### Materials provided

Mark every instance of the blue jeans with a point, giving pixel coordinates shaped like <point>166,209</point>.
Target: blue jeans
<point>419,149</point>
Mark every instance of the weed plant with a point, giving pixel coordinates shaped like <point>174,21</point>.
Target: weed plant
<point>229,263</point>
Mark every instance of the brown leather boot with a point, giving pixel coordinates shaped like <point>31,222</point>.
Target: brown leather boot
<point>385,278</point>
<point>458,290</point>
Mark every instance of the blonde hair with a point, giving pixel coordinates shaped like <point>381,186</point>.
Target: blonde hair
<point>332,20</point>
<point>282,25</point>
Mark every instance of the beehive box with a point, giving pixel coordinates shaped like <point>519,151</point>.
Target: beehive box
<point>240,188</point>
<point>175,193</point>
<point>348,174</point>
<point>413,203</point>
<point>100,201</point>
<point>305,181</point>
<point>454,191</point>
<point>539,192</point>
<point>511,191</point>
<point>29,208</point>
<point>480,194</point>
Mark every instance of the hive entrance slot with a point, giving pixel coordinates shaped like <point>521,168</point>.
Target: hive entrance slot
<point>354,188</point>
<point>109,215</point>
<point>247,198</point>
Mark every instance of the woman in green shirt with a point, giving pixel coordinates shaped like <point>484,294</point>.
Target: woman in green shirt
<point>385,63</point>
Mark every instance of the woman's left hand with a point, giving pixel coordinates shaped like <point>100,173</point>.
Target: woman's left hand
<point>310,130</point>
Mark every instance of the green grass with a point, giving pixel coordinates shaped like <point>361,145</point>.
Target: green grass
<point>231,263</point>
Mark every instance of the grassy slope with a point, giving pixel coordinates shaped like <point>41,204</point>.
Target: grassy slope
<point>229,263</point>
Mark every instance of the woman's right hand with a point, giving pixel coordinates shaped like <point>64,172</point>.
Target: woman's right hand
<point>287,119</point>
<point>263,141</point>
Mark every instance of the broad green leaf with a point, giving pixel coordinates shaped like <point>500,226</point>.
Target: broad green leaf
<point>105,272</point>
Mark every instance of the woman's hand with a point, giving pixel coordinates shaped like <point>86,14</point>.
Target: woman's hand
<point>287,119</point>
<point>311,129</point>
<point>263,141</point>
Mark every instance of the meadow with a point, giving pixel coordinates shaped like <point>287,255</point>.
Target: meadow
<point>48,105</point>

######

Copy every one of the records above word for word, without changing anything.

• [Problem solution]:
Mark every instance of the blue jeans with a point, giving pixel coordinates shaped like <point>166,209</point>.
Target: blue jeans
<point>419,149</point>
Mark every instance of the weed plant with a point, giving pixel coordinates shaped like <point>174,21</point>.
Target: weed plant
<point>229,263</point>
Mark every instance of the brown leather boot with a point, giving pixel coordinates shaped like <point>31,222</point>.
Target: brown leather boot
<point>385,278</point>
<point>458,290</point>
Mark every instance of the blonde hair with a point, giving pixel coordinates shaped like <point>381,186</point>.
Target: blonde hair
<point>332,20</point>
<point>282,25</point>
Mark every instance of the beehive box with a point, giving pixel coordinates shaped like <point>519,151</point>.
Target: beehive box
<point>240,188</point>
<point>175,193</point>
<point>348,174</point>
<point>413,203</point>
<point>100,201</point>
<point>305,181</point>
<point>454,191</point>
<point>539,192</point>
<point>511,191</point>
<point>29,208</point>
<point>480,194</point>
Mark every instance of the hive entrance slot with a point, giving pixel coordinates shaped like <point>521,168</point>.
Target: hive entrance slot
<point>354,188</point>
<point>109,215</point>
<point>247,198</point>
Mark every instance of the woman in green shirt with a point, giving pixel coordinates shaped like <point>484,294</point>.
Target: woman in green shirt
<point>385,63</point>
Mark every instance of the woman's left hand with a point, giving pixel coordinates shaped like <point>100,173</point>.
Target: woman's left hand
<point>310,130</point>
Mark every instance of the green grass with a point, giving pixel coordinates shaped like <point>361,145</point>.
Target: green grass
<point>231,263</point>
Mark every instance of the grassy slope with a point, giving pixel coordinates shaped like <point>41,204</point>.
Target: grassy slope
<point>229,263</point>
Mark every instance of the woman's right hand with a point, giving pixel coordinates shaped like <point>64,172</point>.
Target: woman's right hand
<point>287,119</point>
<point>263,141</point>
Mark every instance of the broad green leaf with a point, giving pixel coordinates shaped like <point>500,226</point>.
Target: broad green leaf
<point>105,272</point>
Mark every instance of the woman's hand with a point, giving pixel coordinates shaped like <point>86,14</point>.
Target: woman's hand
<point>287,119</point>
<point>311,129</point>
<point>263,141</point>
Mark every instance of the meadow with a point, giving pixel coordinates shaped like <point>287,255</point>.
Target: meadow
<point>48,105</point>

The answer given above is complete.